Stated exercise:
Report each line in the rows below that contains the word "window", copying every such line in full.

:: Data provided ::

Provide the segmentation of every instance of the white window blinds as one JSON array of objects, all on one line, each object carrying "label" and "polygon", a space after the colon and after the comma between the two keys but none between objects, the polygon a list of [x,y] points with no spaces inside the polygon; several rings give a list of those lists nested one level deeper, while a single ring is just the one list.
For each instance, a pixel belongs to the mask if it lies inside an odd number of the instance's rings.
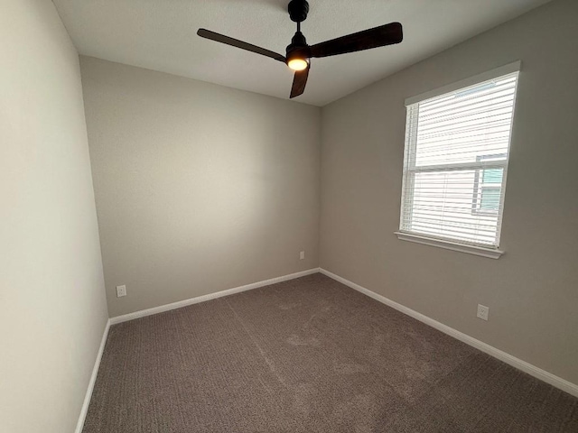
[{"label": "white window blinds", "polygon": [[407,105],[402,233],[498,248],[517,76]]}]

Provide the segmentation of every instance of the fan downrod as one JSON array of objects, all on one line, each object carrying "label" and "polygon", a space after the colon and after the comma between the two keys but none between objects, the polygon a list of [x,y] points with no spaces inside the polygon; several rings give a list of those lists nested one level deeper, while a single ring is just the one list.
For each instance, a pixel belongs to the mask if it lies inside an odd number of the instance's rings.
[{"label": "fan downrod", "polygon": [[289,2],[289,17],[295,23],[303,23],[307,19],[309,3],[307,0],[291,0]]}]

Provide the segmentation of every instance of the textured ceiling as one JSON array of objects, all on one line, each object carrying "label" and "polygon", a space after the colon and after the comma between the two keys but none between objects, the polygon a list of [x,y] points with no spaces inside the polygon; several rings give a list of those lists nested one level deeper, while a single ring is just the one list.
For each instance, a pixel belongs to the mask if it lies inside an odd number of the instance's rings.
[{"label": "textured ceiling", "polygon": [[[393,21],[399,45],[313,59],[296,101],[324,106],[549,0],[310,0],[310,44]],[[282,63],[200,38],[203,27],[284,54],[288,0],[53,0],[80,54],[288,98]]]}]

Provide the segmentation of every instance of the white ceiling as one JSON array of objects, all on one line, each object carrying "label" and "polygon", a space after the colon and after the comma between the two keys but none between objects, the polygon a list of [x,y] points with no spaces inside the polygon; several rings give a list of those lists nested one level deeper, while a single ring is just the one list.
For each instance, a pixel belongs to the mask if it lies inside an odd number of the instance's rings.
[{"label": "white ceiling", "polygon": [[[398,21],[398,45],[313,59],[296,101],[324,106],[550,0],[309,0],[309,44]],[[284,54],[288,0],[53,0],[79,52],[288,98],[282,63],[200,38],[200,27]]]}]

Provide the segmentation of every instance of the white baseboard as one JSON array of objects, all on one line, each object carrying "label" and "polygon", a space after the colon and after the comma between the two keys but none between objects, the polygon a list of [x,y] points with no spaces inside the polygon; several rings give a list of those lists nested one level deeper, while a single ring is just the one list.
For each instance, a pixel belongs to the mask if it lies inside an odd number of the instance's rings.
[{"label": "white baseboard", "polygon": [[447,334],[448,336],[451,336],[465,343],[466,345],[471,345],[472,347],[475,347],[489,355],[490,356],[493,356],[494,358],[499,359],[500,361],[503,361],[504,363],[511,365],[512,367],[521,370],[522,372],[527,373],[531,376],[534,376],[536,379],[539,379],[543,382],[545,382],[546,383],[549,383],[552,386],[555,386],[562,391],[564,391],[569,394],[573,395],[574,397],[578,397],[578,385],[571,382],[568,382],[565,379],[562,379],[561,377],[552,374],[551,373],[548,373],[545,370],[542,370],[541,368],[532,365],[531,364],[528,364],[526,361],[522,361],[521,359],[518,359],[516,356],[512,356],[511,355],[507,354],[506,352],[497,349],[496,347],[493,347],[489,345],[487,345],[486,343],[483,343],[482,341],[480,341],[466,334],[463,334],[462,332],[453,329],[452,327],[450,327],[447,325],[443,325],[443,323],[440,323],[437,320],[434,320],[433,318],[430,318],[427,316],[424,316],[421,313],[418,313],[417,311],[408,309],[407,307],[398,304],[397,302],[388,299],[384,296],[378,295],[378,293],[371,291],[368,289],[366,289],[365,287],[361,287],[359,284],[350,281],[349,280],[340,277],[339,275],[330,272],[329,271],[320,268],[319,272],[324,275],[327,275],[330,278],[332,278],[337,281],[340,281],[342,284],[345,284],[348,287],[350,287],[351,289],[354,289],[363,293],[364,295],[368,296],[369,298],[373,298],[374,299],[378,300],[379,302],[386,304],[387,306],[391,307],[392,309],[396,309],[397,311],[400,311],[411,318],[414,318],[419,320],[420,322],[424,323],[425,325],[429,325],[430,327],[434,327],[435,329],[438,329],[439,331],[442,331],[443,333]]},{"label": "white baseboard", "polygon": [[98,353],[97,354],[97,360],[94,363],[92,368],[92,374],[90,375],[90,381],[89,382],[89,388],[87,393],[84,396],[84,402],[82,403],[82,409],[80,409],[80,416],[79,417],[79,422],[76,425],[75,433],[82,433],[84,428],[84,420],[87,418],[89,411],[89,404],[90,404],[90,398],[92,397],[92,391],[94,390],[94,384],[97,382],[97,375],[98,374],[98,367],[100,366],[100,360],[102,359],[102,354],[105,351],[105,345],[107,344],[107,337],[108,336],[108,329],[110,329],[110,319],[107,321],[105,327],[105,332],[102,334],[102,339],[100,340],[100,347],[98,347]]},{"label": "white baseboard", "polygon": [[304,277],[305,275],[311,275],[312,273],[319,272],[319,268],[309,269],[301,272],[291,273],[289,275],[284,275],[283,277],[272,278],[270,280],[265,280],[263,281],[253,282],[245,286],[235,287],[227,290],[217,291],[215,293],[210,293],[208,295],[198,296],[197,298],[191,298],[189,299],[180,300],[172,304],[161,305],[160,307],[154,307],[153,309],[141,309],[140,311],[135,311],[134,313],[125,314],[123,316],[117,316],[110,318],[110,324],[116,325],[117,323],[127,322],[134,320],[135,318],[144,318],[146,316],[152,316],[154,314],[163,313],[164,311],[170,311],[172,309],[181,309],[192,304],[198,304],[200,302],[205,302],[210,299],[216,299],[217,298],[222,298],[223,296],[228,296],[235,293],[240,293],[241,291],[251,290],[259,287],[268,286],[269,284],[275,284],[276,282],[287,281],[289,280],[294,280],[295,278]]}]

:::

Exercise result:
Provide the segmentation of every instance of the white window blinds as one JSON array of objects, all on one line, each object carrying "label" and "polygon", a space after the colon and after the comma between the two keys but none between objects, the polygon a list of [x,y] points with no spaces inside the polygon; several rings give a list of those lists nested one level deeper, while a single ring is just the one list.
[{"label": "white window blinds", "polygon": [[407,105],[402,233],[498,248],[517,76]]}]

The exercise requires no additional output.